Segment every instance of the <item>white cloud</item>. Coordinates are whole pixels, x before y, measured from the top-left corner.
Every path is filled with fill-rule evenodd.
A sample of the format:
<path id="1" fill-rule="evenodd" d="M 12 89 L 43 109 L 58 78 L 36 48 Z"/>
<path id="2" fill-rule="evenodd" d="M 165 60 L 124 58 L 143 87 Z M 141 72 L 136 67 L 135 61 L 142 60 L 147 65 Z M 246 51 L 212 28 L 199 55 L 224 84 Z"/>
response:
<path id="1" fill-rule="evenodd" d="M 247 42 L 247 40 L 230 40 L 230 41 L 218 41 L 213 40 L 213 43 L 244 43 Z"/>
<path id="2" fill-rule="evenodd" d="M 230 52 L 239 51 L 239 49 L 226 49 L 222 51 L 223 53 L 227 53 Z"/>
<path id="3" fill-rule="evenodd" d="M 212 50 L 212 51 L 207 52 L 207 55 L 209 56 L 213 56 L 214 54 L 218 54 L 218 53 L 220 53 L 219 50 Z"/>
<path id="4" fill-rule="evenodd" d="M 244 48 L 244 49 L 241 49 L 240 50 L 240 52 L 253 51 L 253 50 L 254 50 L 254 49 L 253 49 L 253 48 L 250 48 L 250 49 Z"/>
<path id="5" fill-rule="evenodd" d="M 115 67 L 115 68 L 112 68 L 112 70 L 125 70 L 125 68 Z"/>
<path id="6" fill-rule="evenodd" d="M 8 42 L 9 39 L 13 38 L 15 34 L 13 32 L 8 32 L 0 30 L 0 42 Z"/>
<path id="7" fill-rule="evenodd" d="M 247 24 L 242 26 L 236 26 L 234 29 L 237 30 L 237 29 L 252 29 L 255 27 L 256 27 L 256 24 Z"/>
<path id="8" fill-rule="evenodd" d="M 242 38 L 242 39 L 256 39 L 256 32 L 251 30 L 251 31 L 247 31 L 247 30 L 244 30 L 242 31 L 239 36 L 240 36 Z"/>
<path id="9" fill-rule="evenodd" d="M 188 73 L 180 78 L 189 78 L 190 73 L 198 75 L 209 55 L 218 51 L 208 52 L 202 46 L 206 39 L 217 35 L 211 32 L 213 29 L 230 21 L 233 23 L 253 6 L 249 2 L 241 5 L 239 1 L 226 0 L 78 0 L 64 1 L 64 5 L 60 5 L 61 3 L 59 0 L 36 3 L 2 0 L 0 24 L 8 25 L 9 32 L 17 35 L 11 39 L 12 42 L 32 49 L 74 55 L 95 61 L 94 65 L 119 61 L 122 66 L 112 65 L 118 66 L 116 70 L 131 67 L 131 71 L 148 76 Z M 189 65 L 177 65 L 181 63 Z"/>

***

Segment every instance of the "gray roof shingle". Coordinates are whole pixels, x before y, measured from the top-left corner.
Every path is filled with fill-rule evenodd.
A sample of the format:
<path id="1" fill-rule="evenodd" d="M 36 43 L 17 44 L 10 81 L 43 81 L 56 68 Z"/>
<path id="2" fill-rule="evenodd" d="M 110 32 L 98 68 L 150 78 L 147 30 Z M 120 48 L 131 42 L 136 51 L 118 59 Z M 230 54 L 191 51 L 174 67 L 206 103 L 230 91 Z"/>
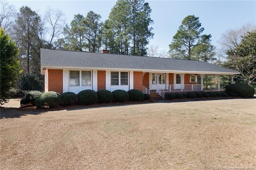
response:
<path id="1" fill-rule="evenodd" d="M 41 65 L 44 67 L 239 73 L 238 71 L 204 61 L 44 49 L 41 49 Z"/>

***

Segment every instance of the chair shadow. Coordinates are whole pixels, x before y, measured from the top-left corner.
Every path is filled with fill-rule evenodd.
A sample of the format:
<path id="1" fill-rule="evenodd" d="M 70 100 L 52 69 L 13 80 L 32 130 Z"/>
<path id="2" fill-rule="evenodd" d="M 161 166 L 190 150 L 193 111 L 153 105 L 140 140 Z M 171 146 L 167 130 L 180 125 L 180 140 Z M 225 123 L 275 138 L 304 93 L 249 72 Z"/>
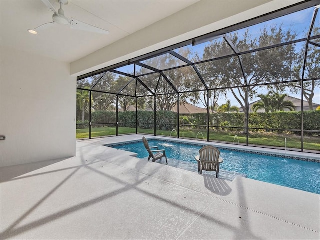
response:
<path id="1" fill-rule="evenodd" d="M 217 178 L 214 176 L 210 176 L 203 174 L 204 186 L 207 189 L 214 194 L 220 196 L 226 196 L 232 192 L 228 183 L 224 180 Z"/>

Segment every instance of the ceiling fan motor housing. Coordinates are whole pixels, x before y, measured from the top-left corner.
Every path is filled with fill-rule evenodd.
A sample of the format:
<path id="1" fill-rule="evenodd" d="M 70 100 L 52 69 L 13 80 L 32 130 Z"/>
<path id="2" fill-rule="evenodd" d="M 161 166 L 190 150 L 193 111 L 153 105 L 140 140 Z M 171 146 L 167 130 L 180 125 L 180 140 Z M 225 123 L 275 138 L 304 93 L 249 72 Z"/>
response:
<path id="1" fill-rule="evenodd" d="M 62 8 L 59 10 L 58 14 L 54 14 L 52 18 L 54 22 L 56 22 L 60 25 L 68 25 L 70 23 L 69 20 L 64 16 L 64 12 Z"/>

***

■ WHAT THE EXERCISE ASKS ■
Put the records in the part that opens with the line containing "Segment every instance of the <item>white" and closes with the line containing "242 38 L 242" into a CSV with the columns text and answer, one row per record. Quote each field and replace its line breaks with spaces.

■ RESULT OF THE EXERCISE ■
text,answer
"Segment every instance of the <item>white cloud</item>. Coordinates are whole pixels, x before y, measured from the top-left corner. Every path is filled with fill-rule evenodd. A sample of the format: <path id=""1"" fill-rule=""evenodd"" d=""M 12 89 L 43 109 L 58 78 L 36 48 Z""/> <path id=""2"" fill-rule=""evenodd"" d=""M 165 60 L 124 58 L 143 87 Z M 141 72 L 136 67 L 135 61 L 142 60 L 147 65 Z M 246 51 L 212 28 L 199 55 L 224 84 Z""/> response:","<path id=""1"" fill-rule=""evenodd"" d=""M 247 42 L 247 40 L 230 40 L 230 41 L 218 41 L 213 40 L 213 43 L 244 43 Z""/> <path id=""2"" fill-rule=""evenodd"" d=""M 230 52 L 239 51 L 239 49 L 226 49 L 222 51 L 223 53 L 227 53 Z""/> <path id=""3"" fill-rule=""evenodd"" d=""M 212 50 L 212 51 L 207 52 L 207 55 L 209 56 L 213 56 L 214 54 L 218 54 L 218 53 L 220 53 L 219 50 Z""/> <path id=""4"" fill-rule=""evenodd"" d=""M 244 48 L 244 49 L 241 49 L 240 50 L 240 52 L 253 51 L 253 50 L 254 50 L 254 49 L 253 49 L 253 48 L 250 48 L 250 49 Z""/> <path id=""5"" fill-rule=""evenodd"" d=""M 115 67 L 115 68 L 112 68 L 112 70 L 125 70 L 125 68 Z""/> <path id=""6"" fill-rule=""evenodd"" d=""M 8 42 L 9 39 L 13 38 L 15 34 L 13 32 L 8 32 L 0 30 L 0 42 Z""/> <path id=""7"" fill-rule=""evenodd"" d=""M 247 24 L 242 26 L 236 26 L 234 29 L 237 30 L 237 29 L 252 29 L 255 27 L 256 27 L 256 24 Z""/> <path id=""8"" fill-rule=""evenodd"" d=""M 242 38 L 242 39 L 256 39 L 256 32 L 251 30 L 251 31 L 247 31 L 247 30 L 244 30 L 242 31 L 239 36 L 240 36 Z""/>"